● What you have to do: Lines before the one containing "of the woman" are left out. Retype that line and the rest through the end of the material exactly.

****

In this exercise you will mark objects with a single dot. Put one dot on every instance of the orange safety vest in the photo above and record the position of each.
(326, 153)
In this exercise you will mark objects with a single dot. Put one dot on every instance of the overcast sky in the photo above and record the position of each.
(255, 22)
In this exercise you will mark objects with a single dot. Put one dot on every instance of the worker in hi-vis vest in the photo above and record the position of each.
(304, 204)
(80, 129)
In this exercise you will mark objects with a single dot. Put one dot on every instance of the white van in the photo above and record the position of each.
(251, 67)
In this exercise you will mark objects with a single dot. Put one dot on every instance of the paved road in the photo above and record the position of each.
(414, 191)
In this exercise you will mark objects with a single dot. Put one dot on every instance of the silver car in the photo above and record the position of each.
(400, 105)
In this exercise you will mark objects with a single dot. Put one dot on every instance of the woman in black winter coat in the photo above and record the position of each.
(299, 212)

****

● Solution to this task:
In this exercise you will mark objects with a single dot. Put one dot on every instance of the woman in black winter coat in the photo above and record the position of each.
(299, 212)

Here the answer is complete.